• [EXERCISE PROMPT]: Below are records with pictures; copy word for word only the lines between the line with "Query: truck wheel" and the line with "layer, one point per instance.", inclusive, and drop the pictures.

[[ GIVEN DATA open ]]

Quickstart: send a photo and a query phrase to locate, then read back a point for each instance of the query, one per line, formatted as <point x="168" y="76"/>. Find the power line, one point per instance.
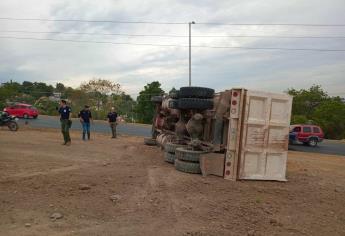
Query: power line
<point x="168" y="35"/>
<point x="176" y="45"/>
<point x="171" y="23"/>
<point x="93" y="21"/>
<point x="273" y="24"/>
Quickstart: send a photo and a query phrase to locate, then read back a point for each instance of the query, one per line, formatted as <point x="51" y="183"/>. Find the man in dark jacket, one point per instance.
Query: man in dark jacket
<point x="112" y="116"/>
<point x="65" y="114"/>
<point x="85" y="118"/>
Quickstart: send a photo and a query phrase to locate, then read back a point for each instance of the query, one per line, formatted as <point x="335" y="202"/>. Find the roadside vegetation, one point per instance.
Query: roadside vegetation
<point x="310" y="106"/>
<point x="315" y="106"/>
<point x="99" y="94"/>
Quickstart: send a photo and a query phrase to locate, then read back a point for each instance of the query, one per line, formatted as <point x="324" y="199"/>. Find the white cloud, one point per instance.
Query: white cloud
<point x="134" y="66"/>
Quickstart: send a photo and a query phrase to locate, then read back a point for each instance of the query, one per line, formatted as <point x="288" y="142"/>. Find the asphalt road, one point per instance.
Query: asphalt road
<point x="326" y="147"/>
<point x="98" y="126"/>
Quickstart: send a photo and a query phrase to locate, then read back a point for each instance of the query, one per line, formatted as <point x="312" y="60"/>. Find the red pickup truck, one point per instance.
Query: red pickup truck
<point x="307" y="134"/>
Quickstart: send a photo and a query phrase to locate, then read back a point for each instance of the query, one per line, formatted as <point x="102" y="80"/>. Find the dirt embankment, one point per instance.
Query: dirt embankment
<point x="121" y="187"/>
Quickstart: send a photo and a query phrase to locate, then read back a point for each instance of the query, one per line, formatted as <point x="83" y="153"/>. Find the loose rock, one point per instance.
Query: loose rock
<point x="115" y="197"/>
<point x="84" y="187"/>
<point x="56" y="216"/>
<point x="251" y="233"/>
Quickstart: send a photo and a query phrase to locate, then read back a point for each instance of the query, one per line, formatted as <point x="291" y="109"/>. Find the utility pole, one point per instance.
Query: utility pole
<point x="190" y="52"/>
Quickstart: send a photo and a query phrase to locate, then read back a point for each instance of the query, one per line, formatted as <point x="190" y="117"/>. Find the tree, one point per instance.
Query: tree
<point x="315" y="105"/>
<point x="330" y="115"/>
<point x="60" y="88"/>
<point x="145" y="108"/>
<point x="124" y="105"/>
<point x="99" y="89"/>
<point x="306" y="100"/>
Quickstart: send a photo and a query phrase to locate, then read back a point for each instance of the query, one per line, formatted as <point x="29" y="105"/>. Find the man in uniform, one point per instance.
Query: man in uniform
<point x="85" y="117"/>
<point x="65" y="114"/>
<point x="112" y="116"/>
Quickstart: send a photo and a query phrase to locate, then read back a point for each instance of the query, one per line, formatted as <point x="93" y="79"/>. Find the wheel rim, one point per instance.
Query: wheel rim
<point x="13" y="126"/>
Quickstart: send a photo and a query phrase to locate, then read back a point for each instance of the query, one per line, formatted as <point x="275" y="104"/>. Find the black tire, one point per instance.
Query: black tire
<point x="195" y="103"/>
<point x="173" y="104"/>
<point x="171" y="147"/>
<point x="187" y="167"/>
<point x="13" y="126"/>
<point x="184" y="154"/>
<point x="157" y="99"/>
<point x="169" y="157"/>
<point x="150" y="141"/>
<point x="196" y="92"/>
<point x="312" y="142"/>
<point x="175" y="95"/>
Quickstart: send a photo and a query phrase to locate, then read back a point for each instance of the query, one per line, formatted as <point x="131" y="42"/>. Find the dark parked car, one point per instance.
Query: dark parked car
<point x="307" y="134"/>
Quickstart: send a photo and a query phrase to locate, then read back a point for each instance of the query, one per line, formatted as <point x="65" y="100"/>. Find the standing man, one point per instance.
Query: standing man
<point x="112" y="116"/>
<point x="85" y="118"/>
<point x="65" y="114"/>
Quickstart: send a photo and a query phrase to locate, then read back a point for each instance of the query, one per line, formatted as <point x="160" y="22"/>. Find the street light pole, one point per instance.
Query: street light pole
<point x="190" y="52"/>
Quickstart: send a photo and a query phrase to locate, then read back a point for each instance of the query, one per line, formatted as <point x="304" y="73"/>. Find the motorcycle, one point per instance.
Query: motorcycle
<point x="9" y="121"/>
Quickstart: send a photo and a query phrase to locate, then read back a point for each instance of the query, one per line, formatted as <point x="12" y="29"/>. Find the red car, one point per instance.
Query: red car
<point x="306" y="134"/>
<point x="22" y="110"/>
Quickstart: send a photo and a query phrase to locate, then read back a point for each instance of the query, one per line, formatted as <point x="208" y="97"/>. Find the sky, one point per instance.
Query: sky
<point x="133" y="66"/>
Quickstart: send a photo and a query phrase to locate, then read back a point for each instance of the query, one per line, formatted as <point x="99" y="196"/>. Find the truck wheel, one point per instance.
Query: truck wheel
<point x="157" y="99"/>
<point x="150" y="141"/>
<point x="175" y="95"/>
<point x="173" y="104"/>
<point x="195" y="103"/>
<point x="171" y="147"/>
<point x="184" y="154"/>
<point x="312" y="142"/>
<point x="169" y="157"/>
<point x="196" y="92"/>
<point x="187" y="167"/>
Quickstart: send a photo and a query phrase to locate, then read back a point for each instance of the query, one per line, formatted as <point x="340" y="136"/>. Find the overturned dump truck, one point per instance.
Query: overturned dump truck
<point x="236" y="134"/>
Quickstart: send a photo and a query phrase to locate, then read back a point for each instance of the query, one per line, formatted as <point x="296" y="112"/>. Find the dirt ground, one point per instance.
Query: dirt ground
<point x="121" y="187"/>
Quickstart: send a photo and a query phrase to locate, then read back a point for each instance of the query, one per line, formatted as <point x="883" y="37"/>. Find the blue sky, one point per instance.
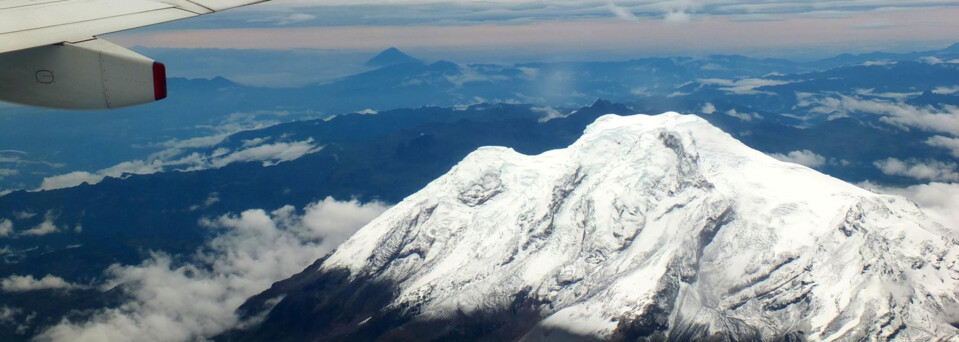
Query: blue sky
<point x="524" y="29"/>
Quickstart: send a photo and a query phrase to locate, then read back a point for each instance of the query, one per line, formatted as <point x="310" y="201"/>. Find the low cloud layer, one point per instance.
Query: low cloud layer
<point x="931" y="170"/>
<point x="16" y="283"/>
<point x="802" y="157"/>
<point x="927" y="118"/>
<point x="938" y="200"/>
<point x="746" y="86"/>
<point x="196" y="300"/>
<point x="170" y="160"/>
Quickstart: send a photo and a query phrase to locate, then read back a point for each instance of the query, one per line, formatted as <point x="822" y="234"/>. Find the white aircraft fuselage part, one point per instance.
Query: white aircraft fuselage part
<point x="50" y="55"/>
<point x="90" y="75"/>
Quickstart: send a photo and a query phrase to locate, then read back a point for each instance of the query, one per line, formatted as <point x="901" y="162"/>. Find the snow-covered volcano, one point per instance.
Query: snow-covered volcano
<point x="646" y="227"/>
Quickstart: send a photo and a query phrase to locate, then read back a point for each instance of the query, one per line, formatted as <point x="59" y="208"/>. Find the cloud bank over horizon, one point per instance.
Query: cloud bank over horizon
<point x="674" y="26"/>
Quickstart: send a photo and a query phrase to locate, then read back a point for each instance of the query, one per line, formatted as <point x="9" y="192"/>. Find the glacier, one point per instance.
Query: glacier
<point x="646" y="228"/>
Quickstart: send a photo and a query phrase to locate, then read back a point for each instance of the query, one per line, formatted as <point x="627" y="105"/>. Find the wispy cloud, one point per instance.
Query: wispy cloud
<point x="927" y="118"/>
<point x="193" y="154"/>
<point x="16" y="283"/>
<point x="951" y="144"/>
<point x="558" y="26"/>
<point x="938" y="200"/>
<point x="930" y="170"/>
<point x="174" y="301"/>
<point x="802" y="157"/>
<point x="745" y="86"/>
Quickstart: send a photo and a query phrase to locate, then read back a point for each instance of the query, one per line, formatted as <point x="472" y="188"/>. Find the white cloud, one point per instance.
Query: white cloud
<point x="23" y="215"/>
<point x="946" y="90"/>
<point x="932" y="170"/>
<point x="930" y="60"/>
<point x="17" y="283"/>
<point x="746" y="86"/>
<point x="269" y="154"/>
<point x="879" y="63"/>
<point x="928" y="118"/>
<point x="938" y="200"/>
<point x="549" y="113"/>
<point x="287" y="19"/>
<point x="708" y="108"/>
<point x="622" y="13"/>
<point x="945" y="142"/>
<point x="47" y="227"/>
<point x="743" y="116"/>
<point x="802" y="157"/>
<point x="70" y="180"/>
<point x="8" y="314"/>
<point x="677" y="17"/>
<point x="889" y="95"/>
<point x="198" y="299"/>
<point x="198" y="142"/>
<point x="6" y="227"/>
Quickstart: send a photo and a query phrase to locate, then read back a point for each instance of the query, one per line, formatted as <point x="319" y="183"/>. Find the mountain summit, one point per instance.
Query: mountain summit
<point x="658" y="227"/>
<point x="391" y="56"/>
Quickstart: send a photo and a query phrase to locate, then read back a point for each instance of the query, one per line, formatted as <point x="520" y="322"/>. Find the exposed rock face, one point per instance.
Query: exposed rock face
<point x="648" y="227"/>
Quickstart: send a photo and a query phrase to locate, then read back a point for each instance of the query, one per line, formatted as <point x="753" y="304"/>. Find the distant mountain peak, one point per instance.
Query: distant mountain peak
<point x="391" y="56"/>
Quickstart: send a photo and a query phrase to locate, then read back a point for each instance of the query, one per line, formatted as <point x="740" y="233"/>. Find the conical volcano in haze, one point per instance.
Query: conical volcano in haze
<point x="391" y="56"/>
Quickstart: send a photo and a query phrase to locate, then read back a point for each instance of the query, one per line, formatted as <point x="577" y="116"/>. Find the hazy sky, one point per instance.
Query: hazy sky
<point x="521" y="29"/>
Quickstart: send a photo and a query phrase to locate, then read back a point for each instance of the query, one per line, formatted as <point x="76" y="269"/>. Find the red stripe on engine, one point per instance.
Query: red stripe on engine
<point x="159" y="81"/>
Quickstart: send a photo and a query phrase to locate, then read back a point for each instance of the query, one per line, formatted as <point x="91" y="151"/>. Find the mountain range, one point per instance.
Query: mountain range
<point x="646" y="228"/>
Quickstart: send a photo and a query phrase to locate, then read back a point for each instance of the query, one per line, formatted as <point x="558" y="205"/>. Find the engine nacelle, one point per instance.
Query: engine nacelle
<point x="94" y="74"/>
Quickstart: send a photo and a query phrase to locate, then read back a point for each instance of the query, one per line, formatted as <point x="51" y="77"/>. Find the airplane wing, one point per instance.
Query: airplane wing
<point x="38" y="36"/>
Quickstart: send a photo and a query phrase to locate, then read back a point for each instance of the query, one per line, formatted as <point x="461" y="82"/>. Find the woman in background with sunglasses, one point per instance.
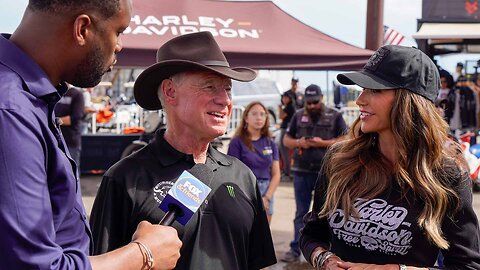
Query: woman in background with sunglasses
<point x="254" y="146"/>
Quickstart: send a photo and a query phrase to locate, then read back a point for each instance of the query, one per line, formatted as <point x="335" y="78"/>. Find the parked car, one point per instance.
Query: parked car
<point x="261" y="89"/>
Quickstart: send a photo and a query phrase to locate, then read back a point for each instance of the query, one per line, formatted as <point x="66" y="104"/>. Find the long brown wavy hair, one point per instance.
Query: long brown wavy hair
<point x="242" y="130"/>
<point x="357" y="169"/>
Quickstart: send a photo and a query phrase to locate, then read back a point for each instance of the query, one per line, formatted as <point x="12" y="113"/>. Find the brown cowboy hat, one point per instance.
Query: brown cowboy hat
<point x="190" y="52"/>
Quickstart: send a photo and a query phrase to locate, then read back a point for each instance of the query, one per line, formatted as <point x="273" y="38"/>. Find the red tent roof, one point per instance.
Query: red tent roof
<point x="254" y="34"/>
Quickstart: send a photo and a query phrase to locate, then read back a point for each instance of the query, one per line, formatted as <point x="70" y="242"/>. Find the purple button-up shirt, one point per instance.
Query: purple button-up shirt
<point x="43" y="223"/>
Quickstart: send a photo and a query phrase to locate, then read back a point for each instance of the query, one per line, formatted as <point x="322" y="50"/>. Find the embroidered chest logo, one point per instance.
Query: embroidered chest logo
<point x="267" y="151"/>
<point x="231" y="191"/>
<point x="381" y="227"/>
<point x="376" y="59"/>
<point x="161" y="189"/>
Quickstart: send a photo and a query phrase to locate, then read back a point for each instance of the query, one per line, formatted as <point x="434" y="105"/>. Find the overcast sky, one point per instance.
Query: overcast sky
<point x="341" y="19"/>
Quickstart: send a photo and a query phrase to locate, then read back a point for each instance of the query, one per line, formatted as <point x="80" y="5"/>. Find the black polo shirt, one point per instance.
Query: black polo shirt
<point x="230" y="230"/>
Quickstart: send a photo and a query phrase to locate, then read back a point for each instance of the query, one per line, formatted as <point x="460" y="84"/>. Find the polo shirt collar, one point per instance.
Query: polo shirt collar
<point x="27" y="69"/>
<point x="167" y="155"/>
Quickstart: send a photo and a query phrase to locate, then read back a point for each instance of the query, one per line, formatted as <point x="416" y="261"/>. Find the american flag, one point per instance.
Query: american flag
<point x="391" y="37"/>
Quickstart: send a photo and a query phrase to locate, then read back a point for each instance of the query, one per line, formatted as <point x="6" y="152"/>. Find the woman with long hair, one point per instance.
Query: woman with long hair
<point x="254" y="146"/>
<point x="390" y="196"/>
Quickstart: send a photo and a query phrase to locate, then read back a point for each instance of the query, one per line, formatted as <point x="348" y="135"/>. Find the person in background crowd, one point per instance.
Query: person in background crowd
<point x="191" y="81"/>
<point x="391" y="195"/>
<point x="70" y="110"/>
<point x="295" y="95"/>
<point x="89" y="109"/>
<point x="312" y="130"/>
<point x="254" y="146"/>
<point x="42" y="217"/>
<point x="287" y="109"/>
<point x="458" y="71"/>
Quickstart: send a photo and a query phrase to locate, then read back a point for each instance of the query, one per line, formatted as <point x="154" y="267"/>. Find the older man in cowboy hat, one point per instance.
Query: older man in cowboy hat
<point x="191" y="81"/>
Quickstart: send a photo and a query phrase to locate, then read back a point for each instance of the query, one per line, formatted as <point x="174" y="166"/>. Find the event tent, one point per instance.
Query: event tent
<point x="255" y="34"/>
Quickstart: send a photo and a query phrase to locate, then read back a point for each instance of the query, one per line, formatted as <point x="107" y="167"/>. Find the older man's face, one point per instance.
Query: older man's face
<point x="204" y="104"/>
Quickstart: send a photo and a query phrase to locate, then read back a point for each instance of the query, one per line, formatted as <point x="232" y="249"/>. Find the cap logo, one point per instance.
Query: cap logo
<point x="376" y="59"/>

[[ GIVEN DATA closed ]]

• [SOLVED EXERCISE]:
Query: truck wheel
<point x="157" y="99"/>
<point x="150" y="141"/>
<point x="175" y="95"/>
<point x="173" y="104"/>
<point x="195" y="103"/>
<point x="171" y="147"/>
<point x="184" y="154"/>
<point x="312" y="142"/>
<point x="169" y="157"/>
<point x="196" y="92"/>
<point x="187" y="167"/>
Quickstart: send a photo and a query phrase to locate, then read back a point for each instance of the query, one per line, formatted as <point x="340" y="136"/>. Find the overturned dump truck, one point per instance.
Query: overturned dump truck
<point x="236" y="134"/>
Quickstart: send a photo and a query phrase to locate, then read back a point for each instance of the query, one per line, formatted as <point x="296" y="112"/>. Find the dirt ground, one point per instance.
Query: dirt ground
<point x="121" y="187"/>
Quickstart: send a photo and a query phrase to locate, then read back a point for each instance of the query, one per line, formatted as <point x="883" y="37"/>. Find the blue sky, one point per instance.
Query: blue sky
<point x="524" y="29"/>
Quickstart: send a photo and a query phrase to locate, then read back a point for each instance of the query, one per line, formatted as <point x="310" y="201"/>. Find the low cloud layer, one point per instance.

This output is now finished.